The task:
Go to the line containing "positive clicks: (1446, 504)" in the records below and retype from there through the final line, exactly.
┌─ Input data
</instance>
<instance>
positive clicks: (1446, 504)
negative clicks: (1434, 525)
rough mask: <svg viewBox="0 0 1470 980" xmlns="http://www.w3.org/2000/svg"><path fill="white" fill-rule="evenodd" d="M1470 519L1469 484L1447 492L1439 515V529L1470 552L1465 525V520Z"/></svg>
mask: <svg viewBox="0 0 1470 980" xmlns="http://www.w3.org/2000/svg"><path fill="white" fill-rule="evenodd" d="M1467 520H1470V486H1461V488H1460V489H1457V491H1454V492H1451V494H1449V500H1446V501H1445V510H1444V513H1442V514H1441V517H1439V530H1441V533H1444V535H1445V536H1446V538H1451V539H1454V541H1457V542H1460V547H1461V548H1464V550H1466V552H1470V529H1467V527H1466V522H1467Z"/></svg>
└─
Answer space:
positive clicks: (1446, 504)
negative clicks: (1434, 525)
rough mask: <svg viewBox="0 0 1470 980" xmlns="http://www.w3.org/2000/svg"><path fill="white" fill-rule="evenodd" d="M1470 519L1469 484L1447 492L1439 515V529L1470 552L1465 525V520Z"/></svg>
mask: <svg viewBox="0 0 1470 980" xmlns="http://www.w3.org/2000/svg"><path fill="white" fill-rule="evenodd" d="M1467 520H1470V486H1461V488H1460V489H1457V491H1454V492H1451V494H1449V500H1446V501H1445V510H1444V513H1442V514H1441V517H1439V530H1441V533H1444V535H1445V536H1446V538H1451V539H1454V541H1457V542H1460V547H1461V548H1464V550H1466V552H1470V529H1467V527H1466V522H1467Z"/></svg>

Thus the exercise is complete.